## TASKS FOR THIS EXERCISE
1: Translate this sentence from the memory extract into Spanish: "The process that generates this state is dubbed reconsolidation."
2: Please carry on the memory extract past its final sentence.
*** Opening of EXTRACT ***
The Nature of Memory
“Ample evidence suggests that upon their retrieval, items in long-term memory enter a transient special state, in which they might become prone to change. The process that generates this state is dubbed reconsolidation.” (Yadin Dudai, 2006)
“Implicit memory, sometimes called procedural memory, sometimes emotional memory, involves parts of the brain that do not require conscious processing during encoding or retrieval. When implicit memory is retrieved, the neural net profiles that are reactivated involve circuits in the brain that are a fundamental part of our everyday experience of life: behaviors, emotions and images. These implicit elements form part of the foundation for our subjective sense of ourselves: we act, feel and imagine without recognition of the influence of past experience on our present reality.” (Siegel, 1999)
*** Close of EXTRACT ***
*** Opening of GIVEN RECORDS ***
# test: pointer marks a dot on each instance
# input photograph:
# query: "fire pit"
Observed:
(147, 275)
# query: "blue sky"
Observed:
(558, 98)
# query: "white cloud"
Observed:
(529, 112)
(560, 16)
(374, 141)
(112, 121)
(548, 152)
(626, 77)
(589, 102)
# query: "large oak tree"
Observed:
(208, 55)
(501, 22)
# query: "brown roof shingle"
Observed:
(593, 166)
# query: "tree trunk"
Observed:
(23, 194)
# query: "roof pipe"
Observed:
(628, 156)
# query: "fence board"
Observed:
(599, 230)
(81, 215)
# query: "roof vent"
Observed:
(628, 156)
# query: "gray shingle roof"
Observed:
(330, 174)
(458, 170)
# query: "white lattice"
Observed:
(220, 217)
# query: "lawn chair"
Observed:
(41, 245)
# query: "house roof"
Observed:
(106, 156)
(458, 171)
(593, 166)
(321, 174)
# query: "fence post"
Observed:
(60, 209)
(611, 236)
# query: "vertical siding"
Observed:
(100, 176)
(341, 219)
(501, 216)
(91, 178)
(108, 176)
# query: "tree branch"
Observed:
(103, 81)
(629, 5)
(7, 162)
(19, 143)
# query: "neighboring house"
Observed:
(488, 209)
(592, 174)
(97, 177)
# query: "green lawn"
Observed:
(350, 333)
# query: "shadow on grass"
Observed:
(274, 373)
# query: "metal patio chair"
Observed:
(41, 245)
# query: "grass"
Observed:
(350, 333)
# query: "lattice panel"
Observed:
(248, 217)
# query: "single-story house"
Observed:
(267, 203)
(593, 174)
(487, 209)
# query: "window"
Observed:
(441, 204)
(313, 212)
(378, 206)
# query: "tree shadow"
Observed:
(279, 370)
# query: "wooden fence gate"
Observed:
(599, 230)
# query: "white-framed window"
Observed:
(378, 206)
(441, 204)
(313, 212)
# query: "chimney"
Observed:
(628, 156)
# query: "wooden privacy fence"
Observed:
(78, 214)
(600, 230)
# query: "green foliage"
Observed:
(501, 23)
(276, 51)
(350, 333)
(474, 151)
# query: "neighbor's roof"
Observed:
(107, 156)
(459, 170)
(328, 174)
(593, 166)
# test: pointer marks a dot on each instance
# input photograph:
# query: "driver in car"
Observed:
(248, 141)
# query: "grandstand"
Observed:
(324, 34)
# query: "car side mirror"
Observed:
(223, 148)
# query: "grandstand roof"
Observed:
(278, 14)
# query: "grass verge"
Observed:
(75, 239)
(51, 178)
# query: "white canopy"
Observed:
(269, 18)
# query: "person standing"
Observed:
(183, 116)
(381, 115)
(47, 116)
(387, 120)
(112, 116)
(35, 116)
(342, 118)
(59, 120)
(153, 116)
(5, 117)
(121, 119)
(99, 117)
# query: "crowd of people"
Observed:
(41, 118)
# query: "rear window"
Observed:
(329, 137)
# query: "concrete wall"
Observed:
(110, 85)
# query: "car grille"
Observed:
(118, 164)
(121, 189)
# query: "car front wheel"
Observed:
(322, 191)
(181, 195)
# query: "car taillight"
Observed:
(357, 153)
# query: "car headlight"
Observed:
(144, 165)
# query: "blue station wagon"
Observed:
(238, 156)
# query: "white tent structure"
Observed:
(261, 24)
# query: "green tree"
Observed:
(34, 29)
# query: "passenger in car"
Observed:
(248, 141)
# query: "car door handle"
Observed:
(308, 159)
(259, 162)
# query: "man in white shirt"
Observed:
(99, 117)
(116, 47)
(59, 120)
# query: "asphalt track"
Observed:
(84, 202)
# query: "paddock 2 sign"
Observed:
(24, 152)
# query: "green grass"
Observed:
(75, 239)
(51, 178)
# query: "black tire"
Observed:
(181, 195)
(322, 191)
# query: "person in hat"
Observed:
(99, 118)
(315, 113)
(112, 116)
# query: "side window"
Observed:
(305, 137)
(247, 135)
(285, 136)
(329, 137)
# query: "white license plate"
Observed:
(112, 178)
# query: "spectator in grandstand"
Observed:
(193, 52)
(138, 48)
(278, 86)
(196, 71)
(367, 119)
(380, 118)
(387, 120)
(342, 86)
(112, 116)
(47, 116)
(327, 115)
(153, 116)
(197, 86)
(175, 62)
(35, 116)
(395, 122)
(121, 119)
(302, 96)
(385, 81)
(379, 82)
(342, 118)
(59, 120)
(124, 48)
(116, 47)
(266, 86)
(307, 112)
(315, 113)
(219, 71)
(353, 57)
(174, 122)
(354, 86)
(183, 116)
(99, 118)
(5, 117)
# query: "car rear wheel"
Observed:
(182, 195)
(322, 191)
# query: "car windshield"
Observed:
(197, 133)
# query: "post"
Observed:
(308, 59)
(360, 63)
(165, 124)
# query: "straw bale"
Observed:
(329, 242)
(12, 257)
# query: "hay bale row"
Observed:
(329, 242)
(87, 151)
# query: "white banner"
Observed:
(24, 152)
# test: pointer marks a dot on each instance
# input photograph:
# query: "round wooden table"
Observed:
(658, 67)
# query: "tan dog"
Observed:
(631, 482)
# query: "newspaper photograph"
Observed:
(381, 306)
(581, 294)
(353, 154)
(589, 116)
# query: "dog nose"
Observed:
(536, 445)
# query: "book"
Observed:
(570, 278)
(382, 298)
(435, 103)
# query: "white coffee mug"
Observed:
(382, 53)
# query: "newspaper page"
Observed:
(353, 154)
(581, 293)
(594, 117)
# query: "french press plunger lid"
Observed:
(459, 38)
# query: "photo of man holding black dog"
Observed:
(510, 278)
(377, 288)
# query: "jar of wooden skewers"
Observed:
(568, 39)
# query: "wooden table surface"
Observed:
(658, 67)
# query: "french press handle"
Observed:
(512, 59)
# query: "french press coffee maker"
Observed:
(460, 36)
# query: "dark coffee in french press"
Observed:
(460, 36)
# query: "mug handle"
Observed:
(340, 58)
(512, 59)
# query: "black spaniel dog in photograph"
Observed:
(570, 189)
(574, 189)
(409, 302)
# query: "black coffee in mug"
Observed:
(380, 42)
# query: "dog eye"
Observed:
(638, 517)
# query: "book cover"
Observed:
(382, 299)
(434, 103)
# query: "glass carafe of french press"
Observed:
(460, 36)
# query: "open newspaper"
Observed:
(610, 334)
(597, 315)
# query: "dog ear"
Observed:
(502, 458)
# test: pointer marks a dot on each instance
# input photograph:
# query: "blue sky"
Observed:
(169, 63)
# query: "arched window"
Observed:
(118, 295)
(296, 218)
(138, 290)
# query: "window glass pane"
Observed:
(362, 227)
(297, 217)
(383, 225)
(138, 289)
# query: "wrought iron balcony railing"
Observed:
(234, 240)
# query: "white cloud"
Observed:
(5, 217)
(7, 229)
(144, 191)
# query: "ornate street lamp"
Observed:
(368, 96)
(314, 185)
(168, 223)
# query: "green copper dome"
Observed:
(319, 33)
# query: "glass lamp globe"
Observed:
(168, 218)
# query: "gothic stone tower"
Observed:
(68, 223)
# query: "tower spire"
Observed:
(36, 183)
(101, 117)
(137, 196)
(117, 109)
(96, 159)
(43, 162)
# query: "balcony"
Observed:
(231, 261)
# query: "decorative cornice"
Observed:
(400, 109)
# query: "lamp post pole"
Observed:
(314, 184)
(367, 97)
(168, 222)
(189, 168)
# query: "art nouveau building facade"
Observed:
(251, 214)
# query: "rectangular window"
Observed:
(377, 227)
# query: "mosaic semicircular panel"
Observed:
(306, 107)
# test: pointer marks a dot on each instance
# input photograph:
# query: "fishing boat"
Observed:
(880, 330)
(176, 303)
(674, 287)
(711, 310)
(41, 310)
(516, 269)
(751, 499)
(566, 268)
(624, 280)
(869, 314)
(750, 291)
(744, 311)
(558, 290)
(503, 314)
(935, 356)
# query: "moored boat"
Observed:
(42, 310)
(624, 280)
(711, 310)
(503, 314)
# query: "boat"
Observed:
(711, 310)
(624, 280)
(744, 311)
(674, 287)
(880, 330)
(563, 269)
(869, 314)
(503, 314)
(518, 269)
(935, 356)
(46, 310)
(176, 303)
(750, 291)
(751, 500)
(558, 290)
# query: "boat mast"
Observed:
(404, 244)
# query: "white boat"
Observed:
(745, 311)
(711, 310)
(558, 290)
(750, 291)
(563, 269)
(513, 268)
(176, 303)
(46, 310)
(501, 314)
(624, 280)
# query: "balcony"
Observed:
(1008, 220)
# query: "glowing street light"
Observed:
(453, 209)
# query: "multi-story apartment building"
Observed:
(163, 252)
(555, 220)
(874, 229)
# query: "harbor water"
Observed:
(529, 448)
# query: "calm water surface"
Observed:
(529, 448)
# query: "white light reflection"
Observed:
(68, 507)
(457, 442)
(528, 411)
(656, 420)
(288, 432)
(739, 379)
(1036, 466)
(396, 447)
*** Close of GIVEN RECORDS ***
## YOUR RESPONSES
1: El proceso que genera este estado se denomina reconsolidación.

2:
“Extensive research by neuroscientists since the late 1990s has found that the brain is innately equipped with a potent process, known as memory reconsolidation, that can fundamentally modify or erase a targeted, specific learning, even complex human emotional learnings formed subcortically, outside of awareness Such learnings are found to underlie and drive most of the problems and symptoms addressed in psychotherapy and counseling, so the relevance and value of memory reconsolidation for the clinical field are profound.” (Ecker, Bruce. “Memory reconsolidation understood and misunderstood.” International Journal of Neuropsychotherapy, Jan 2015.